= Reading text =
There was a disconnected look in his eyes, and at first I figured he was just shy and trying to connect desperately to others through drugs, as many people do. He didn’t flirt with me either, nor did he show any romantic or sexual interest in me. He did ask me if I wanted to do a bump of coke in his car, rather than waiting in line for the bathroom inside. His car was right in front of us, and even though I was nervous, I climbed in. As soon as the doors were shut, he locked the doors and started the car. I demanded to be let out, and as he started driving I told him to turn back and that my friends were waiting for me. He said, “Don’t worry. I’m turning back,” with a stoic expression carved into his face. He didn’t turn back. I kept asking where he was taking me, and soon he stopped responding.
He brought me into his spotlessly clean and creepy apartment where porn was already playing on multiple monitors placed around the room. I told him repeatedly that I didn’t want to have sex with him and that I wanted to go back to my friends. There was no ambiguity about the situation at all. I spent a lot of time pushing him off me. He threatened to kill me. He punched me. He pulled my hair when I tried to get away. Every time I told him to stop he slapped me in the face. He repeatedly called me a bitch and a whore. He ordered me to shut the fuck up. I ended up begging for my life. I even offered him money if he would just please not hurt me. The worst part of the ordeal was having to look at the massive “666” tattoo on his lower abdomen. I ran away as soon as I felt I had the opportunity to do so. He chased after me.

[Photo-based referring expression data]
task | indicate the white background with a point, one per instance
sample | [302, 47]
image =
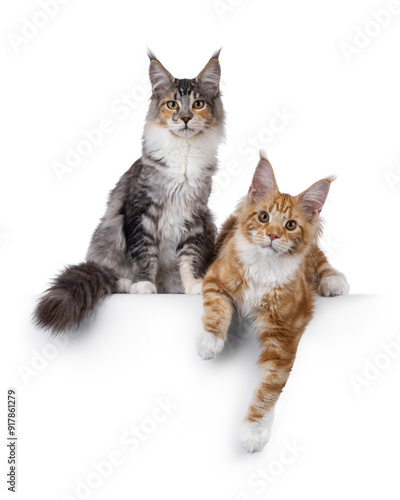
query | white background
[343, 118]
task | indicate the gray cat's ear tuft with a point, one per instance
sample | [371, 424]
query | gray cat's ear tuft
[263, 183]
[160, 78]
[151, 55]
[313, 198]
[210, 76]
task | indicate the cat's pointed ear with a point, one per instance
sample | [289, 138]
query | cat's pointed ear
[313, 199]
[160, 78]
[263, 183]
[210, 76]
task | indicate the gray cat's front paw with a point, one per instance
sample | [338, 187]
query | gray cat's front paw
[124, 285]
[331, 286]
[143, 287]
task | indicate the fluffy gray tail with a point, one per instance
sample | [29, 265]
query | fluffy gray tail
[73, 296]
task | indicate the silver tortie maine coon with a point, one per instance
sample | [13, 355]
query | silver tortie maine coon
[157, 234]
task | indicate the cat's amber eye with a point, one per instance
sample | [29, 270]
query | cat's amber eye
[290, 225]
[172, 104]
[198, 104]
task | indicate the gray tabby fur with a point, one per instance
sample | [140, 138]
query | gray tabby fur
[157, 234]
[167, 196]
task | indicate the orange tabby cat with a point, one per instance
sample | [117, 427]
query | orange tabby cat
[269, 269]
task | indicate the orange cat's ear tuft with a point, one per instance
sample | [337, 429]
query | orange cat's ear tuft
[263, 183]
[313, 198]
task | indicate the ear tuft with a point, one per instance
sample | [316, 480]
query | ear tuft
[210, 76]
[151, 55]
[314, 198]
[263, 183]
[160, 78]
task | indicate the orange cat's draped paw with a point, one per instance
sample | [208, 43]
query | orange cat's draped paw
[255, 435]
[331, 286]
[195, 287]
[208, 345]
[143, 287]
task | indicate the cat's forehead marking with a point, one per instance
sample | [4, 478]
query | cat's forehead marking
[185, 87]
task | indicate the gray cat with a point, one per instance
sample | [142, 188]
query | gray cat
[157, 234]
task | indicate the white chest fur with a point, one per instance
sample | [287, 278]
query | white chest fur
[185, 158]
[264, 272]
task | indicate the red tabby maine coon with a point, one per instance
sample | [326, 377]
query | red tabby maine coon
[269, 269]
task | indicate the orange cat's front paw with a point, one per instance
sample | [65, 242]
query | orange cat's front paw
[331, 286]
[208, 345]
[256, 434]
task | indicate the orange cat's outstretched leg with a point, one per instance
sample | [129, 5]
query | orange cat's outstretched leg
[330, 282]
[217, 316]
[276, 361]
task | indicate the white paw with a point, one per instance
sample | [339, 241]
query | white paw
[208, 345]
[143, 287]
[333, 285]
[124, 285]
[255, 435]
[195, 288]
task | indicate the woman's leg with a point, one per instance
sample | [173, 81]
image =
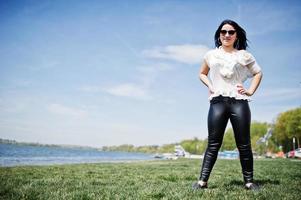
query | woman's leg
[217, 122]
[240, 118]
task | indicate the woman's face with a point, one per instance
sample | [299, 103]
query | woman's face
[227, 35]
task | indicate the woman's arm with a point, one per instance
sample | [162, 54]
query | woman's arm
[253, 87]
[204, 76]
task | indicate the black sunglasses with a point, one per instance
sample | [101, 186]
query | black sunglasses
[224, 32]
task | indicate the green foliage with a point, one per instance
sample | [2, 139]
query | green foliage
[279, 179]
[287, 127]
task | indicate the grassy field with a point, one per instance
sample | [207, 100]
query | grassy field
[279, 179]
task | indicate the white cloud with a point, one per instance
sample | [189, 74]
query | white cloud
[65, 110]
[90, 88]
[188, 53]
[128, 90]
[280, 94]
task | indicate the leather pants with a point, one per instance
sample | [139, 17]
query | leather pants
[221, 110]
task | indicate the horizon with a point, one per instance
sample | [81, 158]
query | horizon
[96, 73]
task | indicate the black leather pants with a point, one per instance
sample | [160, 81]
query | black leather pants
[221, 110]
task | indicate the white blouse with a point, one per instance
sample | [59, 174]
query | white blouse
[227, 70]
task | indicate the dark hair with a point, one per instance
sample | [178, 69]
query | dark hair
[240, 43]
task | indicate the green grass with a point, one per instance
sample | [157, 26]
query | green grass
[279, 179]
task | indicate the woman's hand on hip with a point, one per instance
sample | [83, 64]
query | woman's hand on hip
[242, 90]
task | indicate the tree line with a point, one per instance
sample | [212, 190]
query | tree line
[286, 127]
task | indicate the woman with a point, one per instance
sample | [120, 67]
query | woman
[229, 65]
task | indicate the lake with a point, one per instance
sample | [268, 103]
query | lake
[15, 155]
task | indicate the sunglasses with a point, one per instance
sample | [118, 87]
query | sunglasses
[224, 32]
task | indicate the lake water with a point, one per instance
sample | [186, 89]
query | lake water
[15, 155]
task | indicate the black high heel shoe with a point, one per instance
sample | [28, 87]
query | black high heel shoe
[197, 186]
[252, 186]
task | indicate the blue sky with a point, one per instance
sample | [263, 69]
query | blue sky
[126, 72]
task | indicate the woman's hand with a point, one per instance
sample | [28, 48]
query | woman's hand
[254, 85]
[242, 90]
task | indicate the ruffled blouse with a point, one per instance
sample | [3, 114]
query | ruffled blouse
[227, 70]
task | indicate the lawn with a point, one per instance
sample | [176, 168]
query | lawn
[278, 178]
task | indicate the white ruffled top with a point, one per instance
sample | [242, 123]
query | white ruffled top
[227, 70]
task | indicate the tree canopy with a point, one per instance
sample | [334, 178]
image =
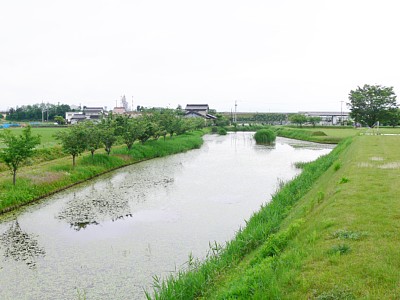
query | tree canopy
[372, 103]
[298, 119]
[17, 148]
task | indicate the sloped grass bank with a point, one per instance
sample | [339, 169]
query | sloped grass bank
[41, 180]
[316, 135]
[201, 279]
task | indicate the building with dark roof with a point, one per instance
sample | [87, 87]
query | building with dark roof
[198, 111]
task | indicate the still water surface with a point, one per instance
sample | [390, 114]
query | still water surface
[105, 239]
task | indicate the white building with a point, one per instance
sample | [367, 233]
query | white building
[328, 118]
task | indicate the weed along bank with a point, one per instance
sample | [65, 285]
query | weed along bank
[143, 220]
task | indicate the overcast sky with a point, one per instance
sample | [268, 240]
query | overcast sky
[278, 56]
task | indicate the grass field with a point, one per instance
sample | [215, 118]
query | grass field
[47, 139]
[41, 179]
[339, 241]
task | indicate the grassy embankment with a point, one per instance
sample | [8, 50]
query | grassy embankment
[42, 179]
[322, 237]
[47, 150]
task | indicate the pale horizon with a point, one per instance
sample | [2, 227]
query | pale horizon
[285, 56]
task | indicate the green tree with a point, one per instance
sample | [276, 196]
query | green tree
[60, 120]
[394, 118]
[93, 136]
[17, 148]
[314, 120]
[372, 103]
[73, 140]
[132, 130]
[298, 119]
[107, 133]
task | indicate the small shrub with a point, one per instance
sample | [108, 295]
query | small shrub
[344, 234]
[339, 249]
[300, 165]
[318, 133]
[336, 293]
[337, 166]
[265, 136]
[222, 131]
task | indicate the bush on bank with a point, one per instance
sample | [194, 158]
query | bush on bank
[265, 136]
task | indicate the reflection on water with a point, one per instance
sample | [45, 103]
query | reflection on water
[107, 238]
[94, 208]
[21, 246]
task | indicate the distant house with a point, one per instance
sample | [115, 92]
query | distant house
[77, 118]
[198, 111]
[328, 118]
[88, 113]
[92, 113]
[70, 114]
[119, 110]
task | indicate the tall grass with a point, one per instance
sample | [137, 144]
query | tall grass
[307, 135]
[261, 228]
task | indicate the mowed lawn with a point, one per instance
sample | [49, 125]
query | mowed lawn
[46, 135]
[347, 246]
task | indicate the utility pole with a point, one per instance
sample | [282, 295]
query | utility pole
[235, 117]
[341, 112]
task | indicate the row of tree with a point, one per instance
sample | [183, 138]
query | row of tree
[372, 103]
[37, 112]
[89, 136]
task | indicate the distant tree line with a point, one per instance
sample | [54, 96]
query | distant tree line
[35, 112]
[90, 136]
[372, 103]
[267, 118]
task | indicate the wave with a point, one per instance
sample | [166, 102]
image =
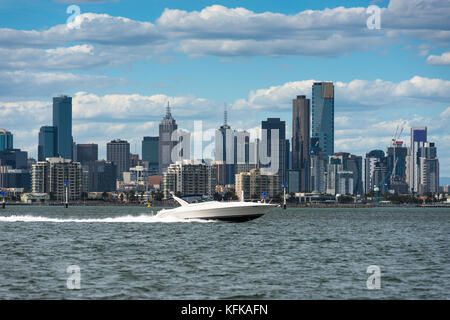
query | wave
[121, 219]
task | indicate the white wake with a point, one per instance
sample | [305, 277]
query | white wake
[121, 219]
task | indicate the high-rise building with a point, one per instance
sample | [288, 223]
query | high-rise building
[254, 183]
[102, 176]
[150, 153]
[47, 143]
[318, 167]
[346, 166]
[301, 141]
[418, 138]
[62, 121]
[428, 168]
[6, 140]
[397, 155]
[189, 177]
[226, 152]
[271, 125]
[51, 176]
[323, 116]
[15, 158]
[118, 152]
[87, 152]
[374, 159]
[167, 126]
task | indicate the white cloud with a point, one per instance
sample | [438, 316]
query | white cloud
[442, 60]
[15, 85]
[221, 31]
[356, 94]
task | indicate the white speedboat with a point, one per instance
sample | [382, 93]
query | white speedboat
[214, 210]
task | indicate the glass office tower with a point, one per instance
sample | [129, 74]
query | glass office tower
[6, 140]
[150, 152]
[62, 121]
[46, 147]
[323, 116]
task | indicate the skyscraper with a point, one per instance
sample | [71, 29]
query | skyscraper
[167, 126]
[46, 146]
[276, 124]
[150, 152]
[397, 155]
[418, 138]
[62, 121]
[87, 152]
[6, 140]
[318, 167]
[323, 115]
[118, 152]
[374, 159]
[301, 141]
[429, 168]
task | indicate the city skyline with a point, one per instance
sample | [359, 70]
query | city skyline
[375, 91]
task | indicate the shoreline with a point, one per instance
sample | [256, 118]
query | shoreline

= Task brief =
Go on with the first-person account of the abduction above, starting right after its last sentence.

= Task response =
I didn’t really know what to do about the whole thing. I was scared to go to the police because it’s common knowledge that rape victims are often treated like shit, especially if they aren’t as virtuous as the Virgin Mary. I knew I’d be made to feel guilty about my intoxication, I knew I’d be asked about my misguided decision to willingly get into the car, and I already felt guilty and stupid about those things. A friend of mine convinced me that reporting it would be the right thing to do anyway. Her advice was to look “as broken as possible. Don’t wear black eye makeup and dress stylish like you usually do.”
Now, I think I look like I’m about 12 years old without makeup, and it makes me feel naked, but I went to the police station looking sad and makeup-less about 24 hours later. The cops were nice and cool about the whole thing as I filed a report, then I went to the hospital and got a rape kit. Afterward, I was interviewed by a detective who kept asking me about what I was wearing at the time and who told me that this case would probably never make it anywhere because I was intoxicated. Instead of focusing on what was done to me, most of his questions focused on why I didn’t fight back harder and run away sooner. The answer to both was because I was afraid and operating on a kind of autopilot—I never imagined anyone would accuse me of failing to get away.